> **Rows of box annotation data**:
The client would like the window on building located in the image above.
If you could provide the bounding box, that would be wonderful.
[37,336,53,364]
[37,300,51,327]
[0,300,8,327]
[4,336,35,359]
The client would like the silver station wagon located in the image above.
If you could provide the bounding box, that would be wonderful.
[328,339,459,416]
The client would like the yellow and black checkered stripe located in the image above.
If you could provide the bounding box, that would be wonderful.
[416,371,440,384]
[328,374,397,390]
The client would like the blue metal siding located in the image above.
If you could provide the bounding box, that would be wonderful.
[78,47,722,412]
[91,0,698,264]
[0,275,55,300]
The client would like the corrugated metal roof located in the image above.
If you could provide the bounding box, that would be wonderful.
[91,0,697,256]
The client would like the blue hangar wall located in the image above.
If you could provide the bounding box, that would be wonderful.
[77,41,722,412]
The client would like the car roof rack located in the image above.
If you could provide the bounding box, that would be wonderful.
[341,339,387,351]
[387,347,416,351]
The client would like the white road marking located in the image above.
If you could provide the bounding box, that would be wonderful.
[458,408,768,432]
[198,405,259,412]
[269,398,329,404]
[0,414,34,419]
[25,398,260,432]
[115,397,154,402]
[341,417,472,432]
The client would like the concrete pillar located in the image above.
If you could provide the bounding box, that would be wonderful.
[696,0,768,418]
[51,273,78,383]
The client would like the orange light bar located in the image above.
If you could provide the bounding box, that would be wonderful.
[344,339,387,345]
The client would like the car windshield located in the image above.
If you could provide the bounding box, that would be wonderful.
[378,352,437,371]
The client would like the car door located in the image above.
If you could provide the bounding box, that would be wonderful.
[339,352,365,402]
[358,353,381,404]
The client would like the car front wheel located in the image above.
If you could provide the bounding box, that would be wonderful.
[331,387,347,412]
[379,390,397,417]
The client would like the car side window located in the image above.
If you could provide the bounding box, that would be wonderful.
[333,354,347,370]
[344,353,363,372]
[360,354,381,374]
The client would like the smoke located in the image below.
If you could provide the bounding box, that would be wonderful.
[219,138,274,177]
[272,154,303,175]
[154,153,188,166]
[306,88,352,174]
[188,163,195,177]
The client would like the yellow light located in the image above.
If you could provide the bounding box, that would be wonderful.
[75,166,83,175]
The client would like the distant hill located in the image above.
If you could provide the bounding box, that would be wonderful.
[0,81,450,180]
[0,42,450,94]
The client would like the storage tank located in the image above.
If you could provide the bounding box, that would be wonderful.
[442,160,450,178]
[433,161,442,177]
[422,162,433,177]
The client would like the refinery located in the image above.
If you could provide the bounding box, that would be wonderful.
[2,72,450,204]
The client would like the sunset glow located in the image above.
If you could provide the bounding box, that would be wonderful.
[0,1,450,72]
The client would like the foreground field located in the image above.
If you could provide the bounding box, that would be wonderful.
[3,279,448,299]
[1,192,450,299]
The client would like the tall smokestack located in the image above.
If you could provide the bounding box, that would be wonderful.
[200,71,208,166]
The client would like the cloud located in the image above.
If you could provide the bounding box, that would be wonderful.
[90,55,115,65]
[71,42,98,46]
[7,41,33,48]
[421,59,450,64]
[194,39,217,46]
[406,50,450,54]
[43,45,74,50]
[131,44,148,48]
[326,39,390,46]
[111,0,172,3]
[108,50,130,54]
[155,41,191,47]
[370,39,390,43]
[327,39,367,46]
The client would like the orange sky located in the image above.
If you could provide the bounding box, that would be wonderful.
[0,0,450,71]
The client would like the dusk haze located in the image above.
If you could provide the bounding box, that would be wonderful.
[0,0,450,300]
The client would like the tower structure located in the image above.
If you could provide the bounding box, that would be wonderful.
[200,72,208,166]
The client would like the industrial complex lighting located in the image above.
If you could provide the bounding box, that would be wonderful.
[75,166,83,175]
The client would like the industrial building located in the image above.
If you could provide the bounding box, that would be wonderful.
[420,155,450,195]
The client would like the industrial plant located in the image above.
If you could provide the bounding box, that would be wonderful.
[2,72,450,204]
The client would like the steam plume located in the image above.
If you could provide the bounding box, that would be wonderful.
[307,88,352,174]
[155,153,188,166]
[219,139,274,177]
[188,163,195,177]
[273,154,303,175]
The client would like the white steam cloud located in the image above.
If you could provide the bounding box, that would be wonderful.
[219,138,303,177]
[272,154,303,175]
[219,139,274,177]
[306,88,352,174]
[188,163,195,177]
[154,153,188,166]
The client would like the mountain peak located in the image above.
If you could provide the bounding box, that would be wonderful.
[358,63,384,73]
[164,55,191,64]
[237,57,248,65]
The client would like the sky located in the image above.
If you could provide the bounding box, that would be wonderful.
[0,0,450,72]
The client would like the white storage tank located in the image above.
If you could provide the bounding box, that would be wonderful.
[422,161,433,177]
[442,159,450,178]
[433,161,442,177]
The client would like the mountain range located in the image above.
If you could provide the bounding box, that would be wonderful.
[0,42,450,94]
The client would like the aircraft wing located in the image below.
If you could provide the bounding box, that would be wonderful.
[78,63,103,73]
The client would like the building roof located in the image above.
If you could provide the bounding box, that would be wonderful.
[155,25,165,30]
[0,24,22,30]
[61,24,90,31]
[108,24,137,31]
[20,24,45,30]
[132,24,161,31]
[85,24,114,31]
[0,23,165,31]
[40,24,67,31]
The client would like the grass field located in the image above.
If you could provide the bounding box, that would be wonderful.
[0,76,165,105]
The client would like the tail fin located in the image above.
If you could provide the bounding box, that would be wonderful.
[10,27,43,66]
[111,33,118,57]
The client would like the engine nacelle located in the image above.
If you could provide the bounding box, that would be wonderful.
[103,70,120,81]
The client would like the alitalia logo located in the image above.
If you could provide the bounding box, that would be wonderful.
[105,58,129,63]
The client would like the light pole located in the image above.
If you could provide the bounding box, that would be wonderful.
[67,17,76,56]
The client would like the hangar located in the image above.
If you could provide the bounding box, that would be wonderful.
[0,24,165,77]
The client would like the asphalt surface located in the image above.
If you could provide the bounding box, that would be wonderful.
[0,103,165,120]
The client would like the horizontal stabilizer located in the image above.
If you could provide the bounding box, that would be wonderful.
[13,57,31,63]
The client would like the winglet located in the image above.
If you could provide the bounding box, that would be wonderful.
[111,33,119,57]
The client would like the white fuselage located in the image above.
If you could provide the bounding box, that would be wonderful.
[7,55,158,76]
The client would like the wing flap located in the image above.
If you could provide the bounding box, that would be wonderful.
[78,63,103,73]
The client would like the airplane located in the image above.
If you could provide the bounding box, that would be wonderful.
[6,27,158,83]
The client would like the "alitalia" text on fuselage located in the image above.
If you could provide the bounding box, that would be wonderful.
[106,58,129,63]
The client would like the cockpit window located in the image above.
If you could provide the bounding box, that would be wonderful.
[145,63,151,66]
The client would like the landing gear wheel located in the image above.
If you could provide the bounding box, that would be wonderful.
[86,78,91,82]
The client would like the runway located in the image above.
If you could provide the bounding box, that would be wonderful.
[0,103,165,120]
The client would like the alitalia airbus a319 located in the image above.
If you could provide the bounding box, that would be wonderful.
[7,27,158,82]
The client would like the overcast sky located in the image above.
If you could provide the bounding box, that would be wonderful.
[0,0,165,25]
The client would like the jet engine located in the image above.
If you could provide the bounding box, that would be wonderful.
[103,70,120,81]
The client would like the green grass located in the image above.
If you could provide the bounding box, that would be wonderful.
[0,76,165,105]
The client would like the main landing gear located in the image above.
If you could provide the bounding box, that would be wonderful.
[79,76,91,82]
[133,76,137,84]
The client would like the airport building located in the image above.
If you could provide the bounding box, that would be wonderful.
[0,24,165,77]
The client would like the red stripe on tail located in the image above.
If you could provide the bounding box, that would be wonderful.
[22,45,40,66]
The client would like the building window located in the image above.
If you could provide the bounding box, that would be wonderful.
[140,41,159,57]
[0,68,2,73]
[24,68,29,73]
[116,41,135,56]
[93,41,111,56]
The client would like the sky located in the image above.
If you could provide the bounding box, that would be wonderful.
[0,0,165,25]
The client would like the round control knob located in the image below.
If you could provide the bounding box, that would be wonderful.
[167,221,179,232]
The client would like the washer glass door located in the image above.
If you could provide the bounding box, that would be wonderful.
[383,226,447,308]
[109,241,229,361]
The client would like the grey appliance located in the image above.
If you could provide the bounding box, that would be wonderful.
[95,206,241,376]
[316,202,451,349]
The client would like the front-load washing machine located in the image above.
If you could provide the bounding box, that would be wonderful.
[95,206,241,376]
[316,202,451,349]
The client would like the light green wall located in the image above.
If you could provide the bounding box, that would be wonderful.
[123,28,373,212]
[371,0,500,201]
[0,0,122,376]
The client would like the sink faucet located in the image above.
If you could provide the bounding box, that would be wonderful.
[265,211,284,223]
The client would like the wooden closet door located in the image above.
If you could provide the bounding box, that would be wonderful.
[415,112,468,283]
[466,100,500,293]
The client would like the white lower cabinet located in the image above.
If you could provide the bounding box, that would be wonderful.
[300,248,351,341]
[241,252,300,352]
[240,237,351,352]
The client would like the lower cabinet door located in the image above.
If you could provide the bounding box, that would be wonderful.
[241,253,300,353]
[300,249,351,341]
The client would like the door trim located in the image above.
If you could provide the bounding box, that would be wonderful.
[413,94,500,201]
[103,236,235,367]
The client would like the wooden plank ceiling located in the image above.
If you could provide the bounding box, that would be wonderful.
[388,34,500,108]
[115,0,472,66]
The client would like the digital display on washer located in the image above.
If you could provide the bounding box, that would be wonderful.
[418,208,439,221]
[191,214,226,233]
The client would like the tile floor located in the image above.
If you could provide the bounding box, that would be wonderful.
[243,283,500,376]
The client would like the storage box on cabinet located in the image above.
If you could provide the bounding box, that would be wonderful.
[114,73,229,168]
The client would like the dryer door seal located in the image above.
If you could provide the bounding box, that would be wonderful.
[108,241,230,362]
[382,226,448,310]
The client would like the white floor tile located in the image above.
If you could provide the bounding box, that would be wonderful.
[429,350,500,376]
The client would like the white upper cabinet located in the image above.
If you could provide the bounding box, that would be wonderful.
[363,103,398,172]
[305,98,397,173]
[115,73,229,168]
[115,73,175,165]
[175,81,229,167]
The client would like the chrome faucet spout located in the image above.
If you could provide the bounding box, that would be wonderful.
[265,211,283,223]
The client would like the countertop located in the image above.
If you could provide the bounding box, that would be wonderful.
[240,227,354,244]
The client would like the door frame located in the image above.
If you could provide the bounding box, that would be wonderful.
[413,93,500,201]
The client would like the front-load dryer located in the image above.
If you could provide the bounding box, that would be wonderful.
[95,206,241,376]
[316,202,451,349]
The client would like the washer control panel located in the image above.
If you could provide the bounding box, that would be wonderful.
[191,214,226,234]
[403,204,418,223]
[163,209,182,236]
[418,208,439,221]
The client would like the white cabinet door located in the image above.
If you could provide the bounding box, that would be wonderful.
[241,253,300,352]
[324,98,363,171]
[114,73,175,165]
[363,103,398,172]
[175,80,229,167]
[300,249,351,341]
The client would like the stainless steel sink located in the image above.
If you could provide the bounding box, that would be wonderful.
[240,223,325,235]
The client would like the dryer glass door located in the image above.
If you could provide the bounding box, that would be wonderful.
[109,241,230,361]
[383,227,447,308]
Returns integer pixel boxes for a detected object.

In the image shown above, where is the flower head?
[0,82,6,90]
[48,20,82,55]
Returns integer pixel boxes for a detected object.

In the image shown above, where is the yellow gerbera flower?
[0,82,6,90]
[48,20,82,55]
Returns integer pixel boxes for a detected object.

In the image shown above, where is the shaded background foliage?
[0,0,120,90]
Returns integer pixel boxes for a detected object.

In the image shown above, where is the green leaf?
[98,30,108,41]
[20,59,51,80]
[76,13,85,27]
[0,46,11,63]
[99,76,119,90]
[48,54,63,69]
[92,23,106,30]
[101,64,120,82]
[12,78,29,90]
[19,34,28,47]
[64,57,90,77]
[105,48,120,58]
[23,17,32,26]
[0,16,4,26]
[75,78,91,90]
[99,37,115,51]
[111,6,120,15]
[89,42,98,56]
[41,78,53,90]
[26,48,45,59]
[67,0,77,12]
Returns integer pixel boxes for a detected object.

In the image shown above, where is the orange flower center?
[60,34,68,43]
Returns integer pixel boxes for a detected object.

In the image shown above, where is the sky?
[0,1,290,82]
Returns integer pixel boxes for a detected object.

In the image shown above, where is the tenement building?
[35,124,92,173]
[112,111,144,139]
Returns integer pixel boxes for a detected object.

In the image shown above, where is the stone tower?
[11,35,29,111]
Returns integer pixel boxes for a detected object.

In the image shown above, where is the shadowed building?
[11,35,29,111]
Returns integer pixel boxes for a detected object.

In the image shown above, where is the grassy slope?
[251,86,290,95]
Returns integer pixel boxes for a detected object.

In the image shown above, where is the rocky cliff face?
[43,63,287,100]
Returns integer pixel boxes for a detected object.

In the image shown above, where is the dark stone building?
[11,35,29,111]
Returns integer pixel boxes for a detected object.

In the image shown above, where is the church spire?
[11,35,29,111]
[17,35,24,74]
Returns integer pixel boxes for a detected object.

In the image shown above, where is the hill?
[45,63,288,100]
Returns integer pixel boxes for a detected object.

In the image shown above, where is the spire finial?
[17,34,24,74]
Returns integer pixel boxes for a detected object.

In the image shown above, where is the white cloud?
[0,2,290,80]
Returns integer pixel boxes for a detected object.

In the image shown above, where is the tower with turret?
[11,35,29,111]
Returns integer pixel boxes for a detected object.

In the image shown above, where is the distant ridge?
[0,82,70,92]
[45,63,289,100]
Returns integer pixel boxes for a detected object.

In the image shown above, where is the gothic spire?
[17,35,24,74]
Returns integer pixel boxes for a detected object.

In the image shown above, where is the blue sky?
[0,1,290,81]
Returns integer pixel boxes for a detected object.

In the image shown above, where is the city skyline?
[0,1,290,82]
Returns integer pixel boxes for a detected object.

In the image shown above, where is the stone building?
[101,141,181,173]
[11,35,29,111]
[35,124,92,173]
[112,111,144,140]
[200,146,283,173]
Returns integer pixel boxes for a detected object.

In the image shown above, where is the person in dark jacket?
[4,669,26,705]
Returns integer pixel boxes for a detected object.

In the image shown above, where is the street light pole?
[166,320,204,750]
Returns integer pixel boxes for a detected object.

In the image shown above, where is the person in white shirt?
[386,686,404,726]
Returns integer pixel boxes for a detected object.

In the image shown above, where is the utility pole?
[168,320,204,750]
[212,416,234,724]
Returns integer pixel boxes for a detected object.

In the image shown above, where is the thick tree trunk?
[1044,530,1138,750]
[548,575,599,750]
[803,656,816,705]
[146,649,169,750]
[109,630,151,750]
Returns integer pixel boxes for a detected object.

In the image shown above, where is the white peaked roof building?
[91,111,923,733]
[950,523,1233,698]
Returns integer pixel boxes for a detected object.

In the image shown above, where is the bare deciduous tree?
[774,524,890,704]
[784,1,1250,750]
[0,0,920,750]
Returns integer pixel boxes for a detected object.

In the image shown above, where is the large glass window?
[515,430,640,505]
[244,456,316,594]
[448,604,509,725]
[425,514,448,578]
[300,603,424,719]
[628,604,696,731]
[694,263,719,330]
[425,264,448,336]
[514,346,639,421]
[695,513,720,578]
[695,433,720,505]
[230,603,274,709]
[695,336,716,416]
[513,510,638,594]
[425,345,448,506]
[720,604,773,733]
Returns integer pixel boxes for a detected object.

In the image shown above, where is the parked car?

> **GOAL**: Rewrite the lines from the line with "The client would like the orange sky" up to and including the line with "[200,72,208,166]", keeping the request lines as they are. Multiply every box coordinate in the answers by 1.4 and round each result to a whole number, rounding halves up.

> **COMPLETE ANSWER**:
The client would like the orange sky located in the image above.
If you could provide the bounding box, that would be wonderful.
[0,0,630,99]
The client would like the dusk haze located in the image above.
If you could provide the bounding box, that would be wonderful.
[0,0,630,420]
The client would like the tower structure located in the image above.
If you could provide the bounding box, that would be wonderful.
[280,101,291,232]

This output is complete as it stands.